EXCERPTED DATA ->
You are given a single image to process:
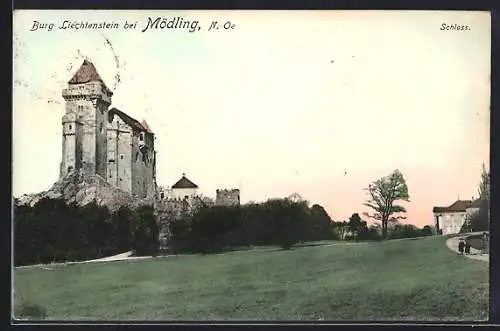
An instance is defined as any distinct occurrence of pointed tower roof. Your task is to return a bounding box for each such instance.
[141,119,154,134]
[68,60,105,85]
[172,174,198,189]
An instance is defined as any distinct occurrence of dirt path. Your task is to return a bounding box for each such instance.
[445,232,489,263]
[14,251,159,269]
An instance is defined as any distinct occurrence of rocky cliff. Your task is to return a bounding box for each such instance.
[15,170,152,212]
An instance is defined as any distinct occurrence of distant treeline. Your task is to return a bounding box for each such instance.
[14,197,435,265]
[13,198,158,266]
[168,199,434,253]
[169,199,335,253]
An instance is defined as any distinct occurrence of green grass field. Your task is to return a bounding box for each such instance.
[13,236,489,321]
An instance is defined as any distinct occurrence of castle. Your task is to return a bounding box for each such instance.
[58,59,241,248]
[60,60,157,199]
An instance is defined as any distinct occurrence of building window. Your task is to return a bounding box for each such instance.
[119,178,122,181]
[69,124,72,130]
[139,133,144,141]
[100,123,103,133]
[67,166,73,172]
[120,154,124,160]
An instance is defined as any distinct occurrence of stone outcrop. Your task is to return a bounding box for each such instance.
[15,169,137,213]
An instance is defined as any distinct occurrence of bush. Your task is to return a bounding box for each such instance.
[13,198,150,266]
[388,224,425,240]
[359,227,382,241]
[131,205,159,256]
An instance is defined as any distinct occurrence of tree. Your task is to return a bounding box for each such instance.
[461,163,491,233]
[462,199,489,232]
[363,169,410,239]
[131,205,159,256]
[272,199,310,249]
[478,163,490,201]
[333,221,350,241]
[422,225,433,236]
[347,213,368,241]
[309,204,335,241]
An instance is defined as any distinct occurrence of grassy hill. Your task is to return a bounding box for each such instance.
[13,236,489,321]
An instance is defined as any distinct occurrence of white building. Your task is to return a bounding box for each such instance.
[170,173,199,200]
[432,199,482,235]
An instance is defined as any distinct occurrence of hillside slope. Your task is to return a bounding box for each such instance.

WORK INSTRUCTION -> The complete material, set down exactly and stripped of pictures, is the expected response.

ANSWER TO THE PROBLEM ->
You are given a single image to process:
An instance is defined as any distinct occurrence of pointed tower roof. Your task is to return a bounding box for each such instance.
[141,119,154,134]
[68,60,105,85]
[172,174,198,189]
An instance is defined as any distinct occurrence of dirt path. Your task is to return a bounding box for each such instance.
[445,232,489,263]
[14,251,159,269]
An instance is defined as any distinct occurrence of rocky cliff. Your task is to return a bounding box for each such instance.
[15,170,152,212]
An instance is defined as any distinct occurrence of distant treeline. Your task is to return a bounding box for each such instance.
[14,197,435,265]
[13,198,158,266]
[168,199,434,253]
[169,199,335,253]
An instance is defined as any distinct occurrence of green grass field. Your task is to return a bounding box for each such instance.
[13,236,489,321]
An instance is defined as any distinct occurrence of castle. Your task is to return a bounding box for each such instance.
[58,59,241,248]
[60,60,157,199]
An instance is defined as any distinct occurrence of building window. Your task is to return a bounding box for each such instance.
[119,178,122,181]
[69,124,72,130]
[139,133,144,141]
[100,123,103,133]
[67,166,73,172]
[120,154,124,160]
An instance is defined as any distinct occurrence of stone outcrop. Your task is to return a bounding box for each such instance.
[15,169,137,213]
An instance is defined as any distinct occurrence of bush. Your task is to return a bounding box for each such instance.
[13,198,150,266]
[388,224,425,240]
[359,227,382,241]
[131,205,159,256]
An instance is defined as any distinct occurrence of tree. Your task is to return a bounding box for each such instance.
[461,163,491,233]
[462,199,489,232]
[363,169,410,239]
[131,205,159,256]
[272,199,310,249]
[478,163,490,201]
[333,221,350,241]
[422,225,433,236]
[347,213,368,241]
[309,204,335,241]
An instance is defined as any distinct occurrence of grassy hill. Your task is to return a bounding box for each such instance.
[13,236,489,321]
An instance is defined as any distinct occurrence of white building. Your task is to return a bounding box for each such instance.
[170,173,199,200]
[432,199,482,235]
An instance is defined as any distinct occurrence of hillside slope. Your task is to return a bounding box for each such instance.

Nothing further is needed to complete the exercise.